#### [DIRECTION]
Print the section on the Diamond Harbour Women's University word for word, starting at "- Chancellor: Governor" and ending at "Undergraduates: 284 (2025)".

#### [QUOTED TEXT]
=-=-=-=-=
Diamond Harbour Women's University
- Type: Public
- Established: 28 January 2013 (13 years ago)
- Academic affiliations: UGC; AIU
- Budget: ₹11.77 crore (US$1.2 million) (2023–24)
- Chancellor: Governor of West Bengal
- Vice-Chancellor: Mita Bandhopadhyay
- Academic staff: 71 (2025)
- Students: 1,558 (2025)
- Undergraduates: 284 (2025)
- Postgraduates: 1,123 (2025)
- Doctoral students: 151 (2025)
- Location: Diamond Harbour, West Bengal, 743368, India 22°15′28.30″N 88°11′34.77″E﻿ / ﻿22.2578611°N 88.1929917°E
- Campus: Suburb;
- Website: dhwu.ac.in

= Diamond Harbour Women's University =

University in West Bengal, India

Diamond Harbour Women's University is a women's university in Diamond Harbour, West Bengal. Established in 2013, it is the state's first women's university which will provide an education in humanities and basic sciences.

==Organisation and Administration==
The Vice-chancellor of the Diamond Harbour Women's University is the chief executive officer of the university. Mita Bandhopadhyay is the current Vice-chancellor of the university.
=-=-=-=-=
#### [DATASET ENTRIES]
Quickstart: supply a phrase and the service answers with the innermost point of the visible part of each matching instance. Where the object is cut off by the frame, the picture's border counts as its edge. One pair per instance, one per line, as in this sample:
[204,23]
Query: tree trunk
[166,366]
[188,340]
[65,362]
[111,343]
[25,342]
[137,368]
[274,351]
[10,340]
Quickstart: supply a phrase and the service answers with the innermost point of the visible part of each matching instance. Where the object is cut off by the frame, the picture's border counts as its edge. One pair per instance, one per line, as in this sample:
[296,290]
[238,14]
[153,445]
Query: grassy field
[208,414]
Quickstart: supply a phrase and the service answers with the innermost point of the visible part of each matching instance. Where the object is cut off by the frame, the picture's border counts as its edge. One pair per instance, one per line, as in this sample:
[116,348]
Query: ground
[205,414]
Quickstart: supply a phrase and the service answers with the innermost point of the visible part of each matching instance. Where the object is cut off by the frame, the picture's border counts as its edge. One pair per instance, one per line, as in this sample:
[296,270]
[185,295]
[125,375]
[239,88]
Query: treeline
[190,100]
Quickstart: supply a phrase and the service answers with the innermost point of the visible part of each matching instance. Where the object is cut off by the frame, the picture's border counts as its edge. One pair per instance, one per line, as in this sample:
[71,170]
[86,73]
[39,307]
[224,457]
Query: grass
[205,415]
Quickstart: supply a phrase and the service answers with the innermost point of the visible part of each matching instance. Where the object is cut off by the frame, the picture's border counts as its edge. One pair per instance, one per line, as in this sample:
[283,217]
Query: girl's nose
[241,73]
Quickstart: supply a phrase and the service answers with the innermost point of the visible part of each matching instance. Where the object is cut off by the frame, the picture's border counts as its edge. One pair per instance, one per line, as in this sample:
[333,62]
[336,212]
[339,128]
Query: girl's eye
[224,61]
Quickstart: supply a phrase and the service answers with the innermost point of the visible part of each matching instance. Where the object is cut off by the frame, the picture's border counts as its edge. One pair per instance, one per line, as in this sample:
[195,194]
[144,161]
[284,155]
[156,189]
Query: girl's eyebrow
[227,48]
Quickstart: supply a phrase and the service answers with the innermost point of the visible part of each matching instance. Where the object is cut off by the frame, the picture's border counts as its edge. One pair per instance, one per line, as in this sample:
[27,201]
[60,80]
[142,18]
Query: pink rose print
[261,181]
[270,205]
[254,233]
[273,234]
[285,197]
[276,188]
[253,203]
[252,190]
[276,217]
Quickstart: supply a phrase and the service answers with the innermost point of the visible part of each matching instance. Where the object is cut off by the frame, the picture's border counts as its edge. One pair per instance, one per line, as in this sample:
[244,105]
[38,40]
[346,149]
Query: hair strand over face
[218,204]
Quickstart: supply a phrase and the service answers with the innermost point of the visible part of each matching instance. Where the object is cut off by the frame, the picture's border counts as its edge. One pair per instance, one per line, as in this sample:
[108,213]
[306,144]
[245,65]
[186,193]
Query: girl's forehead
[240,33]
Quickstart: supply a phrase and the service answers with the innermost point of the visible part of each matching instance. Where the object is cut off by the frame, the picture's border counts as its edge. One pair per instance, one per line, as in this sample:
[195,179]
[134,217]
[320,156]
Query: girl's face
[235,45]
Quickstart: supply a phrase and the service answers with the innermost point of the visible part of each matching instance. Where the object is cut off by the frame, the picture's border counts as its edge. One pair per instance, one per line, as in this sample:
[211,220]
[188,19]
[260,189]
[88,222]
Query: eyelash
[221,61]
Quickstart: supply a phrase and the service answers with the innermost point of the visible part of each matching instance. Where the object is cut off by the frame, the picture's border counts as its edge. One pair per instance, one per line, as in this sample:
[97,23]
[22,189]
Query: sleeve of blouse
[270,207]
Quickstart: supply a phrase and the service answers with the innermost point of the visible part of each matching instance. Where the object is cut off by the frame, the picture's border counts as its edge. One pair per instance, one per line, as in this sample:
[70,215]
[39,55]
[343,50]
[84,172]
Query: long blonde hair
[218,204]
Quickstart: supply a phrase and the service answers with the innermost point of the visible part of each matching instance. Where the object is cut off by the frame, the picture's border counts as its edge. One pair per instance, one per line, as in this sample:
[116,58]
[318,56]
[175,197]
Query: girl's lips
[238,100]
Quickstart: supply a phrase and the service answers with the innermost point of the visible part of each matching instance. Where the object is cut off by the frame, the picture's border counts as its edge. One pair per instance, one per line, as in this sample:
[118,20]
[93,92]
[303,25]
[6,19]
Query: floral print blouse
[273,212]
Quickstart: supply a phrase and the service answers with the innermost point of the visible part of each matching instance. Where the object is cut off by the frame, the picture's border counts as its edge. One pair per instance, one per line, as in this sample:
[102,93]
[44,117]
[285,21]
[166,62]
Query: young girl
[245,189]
=-=-=-=-=
#### [EXERCISE SOLUTION]
- Chancellor: Governor of West Bengal
- Vice-Chancellor: Mita Bandhopadhyay
- Academic staff: 71 (2025)
- Students: 1,558 (2025)
- Undergraduates: 284 (2025)